Set of tasks ->
**1)** Answer these from the article on Rosneft Oil:
(a) By how much a year do analysts expect earnings in Russia's energy sector to shrink over the next five years?
(b) According to the StarMine Intrinsic Value model, what yearly drop in earnings are markets expecting?
(c) What is Rosneft's current forward 12M P/E, and what is its five-year median?
**2)** Write the next part of the article on Rosneft Oil, picking up right after its last sentence.

Rosneft Oil – Drilling For Value Among Russian Energy Stocks

by Sridharan Raman.

Russian stocks have been hit hard by Western sanctions, so are there some value plays hanging around Moscow? Many Russian equities that look cheap trade on the London Stock Exchange, such as the large and mid-cap companies we analyzed in this previous AlphaNow article. Let’s sit by the samovar and look at Rosneft Oil Co. (ROSNq.L), one of the largest companies in the important energy sector.

There’s a huge disconnect here – investors seem far more pessimistic about growth expectations than analysts, even though analysts are already calling for earnings to shrink for the sector over the next five years.

Rosneft

Source: StarMine

That sinking feeling

As you can see in the chart above, analysts expect earnings to shrink by almost 2% a year for the next five years for the energy sector in Russia. Yet the markets’ outlook is really dark. Using the StarMine Intrinsic Value model, markets are expecting earnings to shrink by 25% every year for the next five years. To put this in context, if we assume that the current earnings are $100, the market is pricing stocks such that they are expecting earnings to be just $24 in five years, less than a quarter of their current earnings.

Rosneft 1

Source: Eikon/StarMine

Drilling for answers

We look at Rosneft Oil to try and understand the discrepancy between analyst estimates and market expectations. The company seems cheap by almost every measure, including the StarMine valuation models. It scores a best possible score of 100 on the StarMine Relative Valuation model that combines several of the most comonly used valuation metrics. It compares the company to its peers and ranks it accordingly, and it looks like Rosneft may be one of the cheapest companies around. The current forward 12M P/E is 4.7, below its historical five year median of 6.3 as seen in the chart above. You’ll be hardpressed to find many cash generating companies trading at P/Es of less than 5.

Stored data ->
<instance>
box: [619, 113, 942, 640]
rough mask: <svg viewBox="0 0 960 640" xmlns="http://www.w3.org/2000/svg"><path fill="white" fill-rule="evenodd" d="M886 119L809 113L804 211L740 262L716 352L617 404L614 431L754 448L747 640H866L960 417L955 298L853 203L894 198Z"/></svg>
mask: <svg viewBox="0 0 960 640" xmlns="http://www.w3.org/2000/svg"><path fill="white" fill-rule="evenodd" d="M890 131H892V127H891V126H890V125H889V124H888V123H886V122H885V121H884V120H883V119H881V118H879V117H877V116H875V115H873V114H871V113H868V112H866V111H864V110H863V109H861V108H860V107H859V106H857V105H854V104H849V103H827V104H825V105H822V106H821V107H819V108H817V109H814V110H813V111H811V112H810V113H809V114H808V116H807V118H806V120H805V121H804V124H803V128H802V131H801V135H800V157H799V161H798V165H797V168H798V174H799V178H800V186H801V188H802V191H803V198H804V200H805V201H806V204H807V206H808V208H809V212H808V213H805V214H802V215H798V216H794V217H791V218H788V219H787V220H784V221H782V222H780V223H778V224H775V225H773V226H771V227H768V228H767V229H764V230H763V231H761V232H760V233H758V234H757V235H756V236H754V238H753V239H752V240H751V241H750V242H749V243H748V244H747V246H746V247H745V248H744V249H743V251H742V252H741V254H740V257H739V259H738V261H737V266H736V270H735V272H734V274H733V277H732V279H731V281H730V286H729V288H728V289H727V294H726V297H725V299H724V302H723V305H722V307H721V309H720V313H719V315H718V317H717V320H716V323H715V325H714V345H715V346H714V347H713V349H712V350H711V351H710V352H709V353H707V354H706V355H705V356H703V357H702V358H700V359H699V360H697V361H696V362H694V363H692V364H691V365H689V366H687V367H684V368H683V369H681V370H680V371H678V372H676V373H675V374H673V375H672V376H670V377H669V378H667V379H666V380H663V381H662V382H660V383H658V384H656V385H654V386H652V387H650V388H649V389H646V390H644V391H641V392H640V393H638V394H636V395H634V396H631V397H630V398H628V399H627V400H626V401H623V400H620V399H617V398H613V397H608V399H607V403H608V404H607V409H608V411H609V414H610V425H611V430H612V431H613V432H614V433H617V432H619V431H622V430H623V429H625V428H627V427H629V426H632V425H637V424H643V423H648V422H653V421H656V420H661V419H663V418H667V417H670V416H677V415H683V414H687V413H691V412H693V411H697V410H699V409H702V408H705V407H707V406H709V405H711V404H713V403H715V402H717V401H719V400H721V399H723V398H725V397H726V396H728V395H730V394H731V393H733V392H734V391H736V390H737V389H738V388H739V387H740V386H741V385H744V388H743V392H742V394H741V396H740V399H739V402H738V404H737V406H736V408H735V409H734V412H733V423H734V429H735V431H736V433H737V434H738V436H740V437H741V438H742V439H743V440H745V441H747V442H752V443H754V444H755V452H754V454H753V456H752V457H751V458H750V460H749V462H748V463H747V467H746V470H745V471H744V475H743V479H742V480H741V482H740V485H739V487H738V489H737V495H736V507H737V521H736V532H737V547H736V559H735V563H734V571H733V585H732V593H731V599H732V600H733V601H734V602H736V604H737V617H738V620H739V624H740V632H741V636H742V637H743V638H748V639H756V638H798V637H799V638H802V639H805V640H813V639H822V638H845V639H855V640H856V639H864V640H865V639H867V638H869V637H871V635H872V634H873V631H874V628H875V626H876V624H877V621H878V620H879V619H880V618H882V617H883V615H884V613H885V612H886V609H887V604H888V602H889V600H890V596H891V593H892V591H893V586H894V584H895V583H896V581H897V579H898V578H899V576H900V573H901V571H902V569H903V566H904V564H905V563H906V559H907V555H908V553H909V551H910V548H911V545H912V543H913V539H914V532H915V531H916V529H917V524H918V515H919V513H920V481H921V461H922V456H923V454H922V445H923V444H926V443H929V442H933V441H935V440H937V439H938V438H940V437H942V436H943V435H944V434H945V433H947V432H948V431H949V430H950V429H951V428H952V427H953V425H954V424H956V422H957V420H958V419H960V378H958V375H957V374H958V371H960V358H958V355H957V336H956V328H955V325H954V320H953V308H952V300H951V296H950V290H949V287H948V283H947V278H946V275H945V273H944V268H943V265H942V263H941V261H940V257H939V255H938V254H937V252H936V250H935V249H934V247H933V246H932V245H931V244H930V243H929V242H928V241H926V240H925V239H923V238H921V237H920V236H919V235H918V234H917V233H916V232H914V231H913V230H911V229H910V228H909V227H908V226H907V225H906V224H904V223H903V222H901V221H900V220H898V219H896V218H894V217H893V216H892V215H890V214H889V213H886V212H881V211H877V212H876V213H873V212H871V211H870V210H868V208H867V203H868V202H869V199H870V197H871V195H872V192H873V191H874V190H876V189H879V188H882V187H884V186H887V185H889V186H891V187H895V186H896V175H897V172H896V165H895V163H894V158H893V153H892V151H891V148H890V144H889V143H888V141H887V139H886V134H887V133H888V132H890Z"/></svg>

Responses to the exercise ->
**1)**
(a) Almost 2% a year.
(b) 25% every year for the next five years.
(c) The forward 12M P/E is 4.7, and the five-year median is 6.3.

**2)**
Rosneft 2

Source: Eikon/StarMine

Why the red flags?

Analysts have become pessimistic on earnings growth based on the recent political instability involving the Ukraine and the StarMine projected growth rate of -4.7% reflects just that. What that means is that analysts expect earnings to shrink by almost 5% every year for the next five years. Market expectations, based on current price however are much lower, equating to earnings shrinking by 26% a year for the next five years. Despite falling oil prices and the crumbling rouble, that still appears overly pessimistic.

However, given that oil prices have been falling (they are down by 30% over the past three months), and the political uncertainty in the region, perhaps the markets are overreacting? After all, Rosneft does continue to generate strong cash flows from operations, and is currently giving out 3.4% dividend yield. It has doubled revenues over the past three years.

The company does have several large capex projects that may be delayed or cancelled if oil prices continue to fall, but those expenditures seem to be funded by strong cash flow from operations. Another positive is that BP plc (BP.L) owns a 20% stake in Rosneft, and recently signed a deal with Rosneft to receive at least $1.5 billion dollars worth of deliveries from Rosneft. So while western sanctions may hit other Russian companies hard, Rosneft might have a cushion in its partnership with BP.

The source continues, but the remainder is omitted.